Set task A -
Please report every line of the records that contains the word "doorway", copying each such line in full.

Excerpted passage -
+--

# Questions on purchasing a 30-06.



## Newf (Sep 10, 2005)

Hello all,

I am looking to purchase a 30-06 as a gift for my father, however, I do not have much knowledge of rifles. I believe he is looking for one with the following specs; 24" barrel, bolt action, and clip. What are the general brands? Are some better than others? The rifle will be used for hunting moose in atlantic Canada. Also, has anyone had success with purchasing online, by catalog or even from the US to Can? Any info would be greatly appreciated.

Thanks!!
D


----------



## Kiwi98j (Sep 6, 2005)

Here's link to the on-line dealer that I have used for the last few rifles.

Pricing is as better than any I've seen on the web (unless you live in Texas), the shipping and FFL transfer fee offsets sales tax in my state and they are easy to deal with.

http://www.sportingarms.com/results.asp ... &page_no=1

I would recommend the Savage as the best value for hunting as you describe. All Savage bolt actions have a well deserved reputation for accuracy, are pillar bedded, a free floated barrel and have the new accutrigger.

The 30-06 is a long action

111FXP3 is a bolt action, blued steel, plastic stock, drilled and tapped for a scope, mounted 3x9x40 scope, base and rings - the scope, base and rings are pretty cheap - usually simmons & b-square - swivel stud and sling, top loading internal box magazine

111G is bolt action, blued steel, checkered walnut looking hardwood stock with adjustable sights, drilled & tapped for a scope, with swivel studs and top loading box magazine.

111GL is the same as the 111G in left hand

111GNCS is a bolt action, blued steel, checkered walnut looking hardwood stock no sights, drilled and tapped for a scope, with swivel studs and detachable magazine

Heres a link to SavageArms - look at the centerfire tab for additional information and the full Savage line.

http://www.savagearms.com/


----------



## Grouse Hunter (Aug 21, 2005)

well if your lookin for a good gun a Ruger 30-06 would be a good gun!


----------



## smike (Sep 12, 2005)

30-06 ,good all around gun ,if you are looking for deals in canada try wholesale sports.com good prices ,good selection ,as for a good deal they have the Remington/710 package scope &gun for under 500 bucks canadian.Ijust bought one and am more than happy with it.But they also carry a good selection of higher priced rifles as well. Good luck hope this helps.


----------



## fmsniper (Sep 21, 2005)

710's are cheaply made if I were going with any remington it would be a 700.


----------



## sniperoptics (Aug 17, 2005)

I agree with FMSNIPER the 700 is about as good as you can get for the price, after that you get into the specialty rifles & consequently more expensive. Also there are alot more accessories for Rem.


----------



## MossyMO (Feb 12, 2004)

I'm sure this is far from top of the line quality, but the price is right. Is anyone familiar with the Mossberg 100 ATR? Fleetfarm advertised them in their Sunday flyer for $269.99. http://www.fleetfarm.com/weekly_ad/?p=10#ad


----------



## fmsniper (Sep 21, 2005)

Ive seen the and messed with the new Mossbergs and they are not bad for a entry level gun, but If I were going to go for a gun in that price range I would look at the Savage of howa.

but for a few more $$remington 700 is a good starter and you can upgrade it later IE: Stock, Barrel. BUt that is another story.


----------

+--

Records for processing -
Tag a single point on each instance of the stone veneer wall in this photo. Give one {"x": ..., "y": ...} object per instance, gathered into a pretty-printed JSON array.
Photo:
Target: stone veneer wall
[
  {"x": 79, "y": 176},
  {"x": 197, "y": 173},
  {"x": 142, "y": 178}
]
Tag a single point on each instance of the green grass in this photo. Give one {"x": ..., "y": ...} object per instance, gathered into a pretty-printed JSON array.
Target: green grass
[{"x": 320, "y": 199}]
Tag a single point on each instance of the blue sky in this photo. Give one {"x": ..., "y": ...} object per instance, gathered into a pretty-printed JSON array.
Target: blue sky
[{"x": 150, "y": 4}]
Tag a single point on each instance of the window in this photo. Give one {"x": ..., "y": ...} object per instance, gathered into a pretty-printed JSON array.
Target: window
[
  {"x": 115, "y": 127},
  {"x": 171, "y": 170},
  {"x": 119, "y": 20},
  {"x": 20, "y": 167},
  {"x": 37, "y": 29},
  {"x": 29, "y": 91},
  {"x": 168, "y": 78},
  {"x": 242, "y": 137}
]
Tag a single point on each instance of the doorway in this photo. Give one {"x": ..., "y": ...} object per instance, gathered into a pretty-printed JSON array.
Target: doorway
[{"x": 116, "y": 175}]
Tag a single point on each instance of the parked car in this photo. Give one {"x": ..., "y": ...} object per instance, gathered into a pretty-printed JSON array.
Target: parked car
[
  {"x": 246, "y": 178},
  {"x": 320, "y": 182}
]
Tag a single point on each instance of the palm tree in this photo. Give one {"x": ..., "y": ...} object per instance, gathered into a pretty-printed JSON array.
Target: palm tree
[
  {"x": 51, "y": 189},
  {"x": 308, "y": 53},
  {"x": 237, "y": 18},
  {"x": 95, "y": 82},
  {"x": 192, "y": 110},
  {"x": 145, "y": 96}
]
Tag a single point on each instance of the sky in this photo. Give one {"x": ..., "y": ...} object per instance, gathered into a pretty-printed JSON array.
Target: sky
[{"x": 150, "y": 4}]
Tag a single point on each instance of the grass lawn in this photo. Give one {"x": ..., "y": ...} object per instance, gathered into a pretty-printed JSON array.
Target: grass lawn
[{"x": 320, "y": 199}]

+--

Set task B -
Swap "Ruger" for "Winchester" in the 30-06 rifle thread, then write out the part between "well if your" and "hope this helps.", inclusive.

Problem solution A -
Tag a single point on each instance of the doorway in this photo. Give one {"x": ..., "y": ...} object per instance, gathered into a pretty-printed JSON array.
Target: doorway

Problem solution B -
well if your lookin for a good gun a Winchester 30-06 would be a good gun!


----------



## smike (Sep 12, 2005)

30-06 ,good all around gun ,if you are looking for deals in canada try wholesale sports.com good prices ,good selection ,as for a good deal they have the Remington/710 package scope &gun for under 500 bucks canadian.Ijust bought one and am more than happy with it.But they also carry a good selection of higher priced rifles as well. Good luck hope this helps.